_What is being asked:_
Reproduce every one of the records below line for line without changing anything, but leave the pictures out.

Rows taken from a dataset:
* Begin *
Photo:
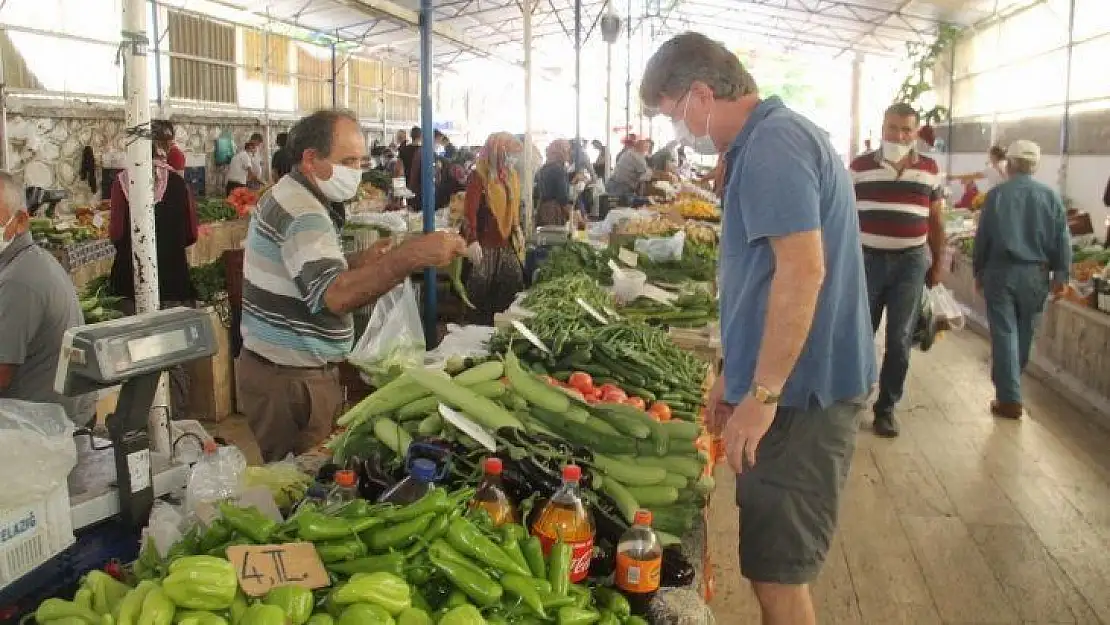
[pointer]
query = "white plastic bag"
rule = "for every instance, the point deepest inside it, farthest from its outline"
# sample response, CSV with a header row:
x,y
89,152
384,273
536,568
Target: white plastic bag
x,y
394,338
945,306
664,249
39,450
* End *
_Worked answer:_
Photo:
[pointer]
query = "white plastic bag"
rule = "for every instance, the point deepest inside it, farthest from its outline"
# sample response, CSV with a header row:
x,y
89,152
384,273
536,568
Target: white plastic bag
x,y
394,338
945,306
664,249
39,450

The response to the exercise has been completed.